Ken Bank's recent post "Social Mobile and the Missing Metrics" really started my wheels turning. Among many other things, it started me thinking about how we could be smarter in implementation so as to facilitate true impact evaluation.

The first thing that came to mind is Oportunidades, formerly known as Progressa, the famous social assistance program in Mexico that made cash transfers contingent on school attendance and visits to health clinics.  When Opportunidades rolled out, they couldn't scale immediately due to limited resources.  So what they brilliantly did was randomized recipients, which enabled rigorous evaluation of the program's impact.  And so I thought, why can't we scale up mobile technologies (and other interventions for that matter) in the same way?

Surely we can, but as soon as I put more thought into it, I realized there are inherent limitations.  Any well run organization will put some serious thought into how it scales up its efforts.  The decision of where to go next will likely be based on criteria such as where the problem it is addressing is most acute, where partner organizations are operating to ease implementation, where donors want them to go, where talent is available, etc etc etc.  The greater the resource constraints, the more important it becomes to be strategic in expansion decisions.  That's smart management.
----------
• [Work instructions]:
A. From the post on scaling and impact evaluation, copy everything from "Ken Bank's recent" down to "true impact evaluation.".
B. In the post on scaling and impact evaluation, what name did Oportunidades formerly go by?
C. List the criteria that the post on scaling and impact evaluation gives for deciding where an organization should go next.

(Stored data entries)
----------
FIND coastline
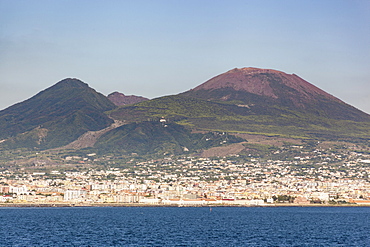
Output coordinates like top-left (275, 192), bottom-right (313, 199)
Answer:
top-left (0, 203), bottom-right (370, 208)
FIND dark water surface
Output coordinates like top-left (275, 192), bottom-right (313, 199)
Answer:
top-left (0, 207), bottom-right (370, 246)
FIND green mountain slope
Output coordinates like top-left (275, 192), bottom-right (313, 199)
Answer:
top-left (0, 79), bottom-right (115, 149)
top-left (110, 69), bottom-right (370, 140)
top-left (95, 121), bottom-right (242, 155)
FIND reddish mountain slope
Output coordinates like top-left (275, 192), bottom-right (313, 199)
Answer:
top-left (181, 68), bottom-right (370, 121)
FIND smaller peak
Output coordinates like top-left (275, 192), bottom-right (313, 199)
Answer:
top-left (226, 67), bottom-right (286, 74)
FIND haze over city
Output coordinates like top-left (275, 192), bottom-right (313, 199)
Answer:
top-left (0, 0), bottom-right (370, 113)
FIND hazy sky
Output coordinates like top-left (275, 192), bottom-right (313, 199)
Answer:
top-left (0, 0), bottom-right (370, 113)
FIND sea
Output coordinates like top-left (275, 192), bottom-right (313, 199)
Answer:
top-left (0, 207), bottom-right (370, 247)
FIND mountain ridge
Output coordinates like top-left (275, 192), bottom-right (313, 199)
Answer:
top-left (0, 68), bottom-right (370, 154)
----------
• [Expected responses]:
A.
Ken Bank's recent post "Social Mobile and the Missing Metrics" really started my wheels turning. Among many other things, it started me thinking about how we could be smarter in implementation so as to facilitate true impact evaluation.

B. Progressa

C.
- Where the problem it is addressing is most acute
- Where partner organizations are operating to ease implementation
- Where donors want them to go
- Where talent is available